- **Prompt A**
In the passage about The Assassin, condense the paragraph beginning "I first reviewed Hou Hsiao-Hsien's" while keeping its main facts.
- **Prompt B**
Pick up the passage about The Assassin after its final sentence and keep writing.
** Opening Exercise passage block **
I first reviewed Hou Hsiao-Hsien’s The Assassin back in October when it was a part of the New York Film Festival. At the time, I praised it for its visual audacity and narrative simplicity all the while wondering who exactly the audience was for it. Now, following a surge of year end awards and lists across any and all facets of cinema writing, blogging and conversing, it is clear that Hou’s film made a big splash with tastemakers. But, as I feared, it didn’t find the audience it deserved to find theatrically. Well Go USA have brought it to home video domestically and hopefully this is where it garners the fandom it should have gotten months ago. If you want to read my thoughts on the film from October, you can do so here.
** Closing Exercise passage block **
** Opening Data listing block **
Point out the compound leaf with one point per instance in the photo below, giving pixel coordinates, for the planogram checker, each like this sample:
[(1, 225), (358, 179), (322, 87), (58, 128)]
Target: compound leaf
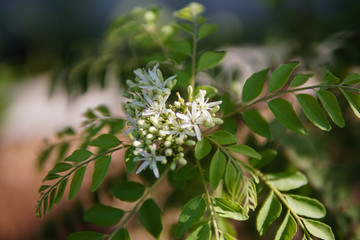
[(217, 168), (101, 167), (268, 213), (254, 85), (150, 218), (280, 76), (313, 111), (331, 105), (191, 213), (286, 115), (76, 182)]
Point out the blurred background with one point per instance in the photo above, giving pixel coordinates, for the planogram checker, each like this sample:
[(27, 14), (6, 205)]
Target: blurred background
[(39, 39)]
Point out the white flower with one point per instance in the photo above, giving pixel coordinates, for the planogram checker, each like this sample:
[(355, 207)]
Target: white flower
[(192, 119), (150, 160)]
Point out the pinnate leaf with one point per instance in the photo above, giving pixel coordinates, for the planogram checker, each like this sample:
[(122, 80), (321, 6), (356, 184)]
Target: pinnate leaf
[(305, 206), (191, 213), (280, 76), (319, 229), (286, 181), (76, 182), (313, 111), (331, 105), (150, 218), (256, 122), (228, 209), (202, 148), (209, 59), (128, 191), (201, 233), (286, 115), (287, 229), (217, 168), (223, 137), (354, 101), (254, 85), (352, 78), (245, 150), (101, 167), (86, 236), (105, 141), (102, 215), (268, 213), (79, 155), (300, 79)]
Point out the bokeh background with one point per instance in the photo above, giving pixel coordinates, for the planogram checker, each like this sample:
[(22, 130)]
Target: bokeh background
[(38, 37)]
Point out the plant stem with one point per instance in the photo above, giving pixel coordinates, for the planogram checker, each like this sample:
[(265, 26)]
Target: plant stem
[(139, 203), (193, 55), (282, 199), (208, 197), (242, 108), (76, 168)]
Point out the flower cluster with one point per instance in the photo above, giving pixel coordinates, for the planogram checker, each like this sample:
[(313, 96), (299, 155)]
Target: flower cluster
[(161, 131)]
** Closing Data listing block **
- **Answer area A**
I reviewed Hou Hsiao-Hsien's The Assassin at the New York Film Festival in October, praising its visual audacity and narrative simplicity while wondering who its audience was. Year-end awards and lists show it impressed tastemakers, but, as I feared, it didn't find the audience it deserved in theaters. Well Go USA has now released it on home video in the US, and I hope it gains the fans there that it should have had months ago. My October thoughts can be read here.

- **Answer area B**
I’m not going to review the film again, but I have some comments from my various re-watches over the past few months. I saw it once more theatrically and once via Well Go’s Blu-ray release. Both times I was as captivated as I was in the auditorium at Lincoln Center last October, yet now I was able to let the narrative exist as an aside and let each precise element wash over me. A lot is being said for the nature photography of The Revenant with its strict use of natural light and sweeping vistas, but The Assassin captures the world in a far more aesthetically pleasing and, perhaps, organic manner. The images here are lush, inviting and mesmerizing in a way that we don’t typically associate with genre cinema. Hou’s film transgresses the wuxia genre and becomes something of a personal experience for the viewer – at least for me, anyway – that puts it right up there with other masterworks like A Touch of Zen and Dragon Inn, but invites comparisons to work that is even more contemplative and austere. The action is sparse and brutal but has even more of an impact at home where everything feels more intimate and confrontational.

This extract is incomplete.